Pull out each line below that contains the word "innermost", and copy those lines without changing them.

Records
——————————

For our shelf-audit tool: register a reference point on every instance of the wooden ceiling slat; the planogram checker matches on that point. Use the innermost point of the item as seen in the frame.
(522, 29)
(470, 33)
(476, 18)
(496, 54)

——————————

● **OUTPUT OF THE EXERCISE**
For our shelf-audit tool: register a reference point on every instance of the wooden ceiling slat; the planogram checker matches on that point. Use the innermost point of the item as seen in the frame.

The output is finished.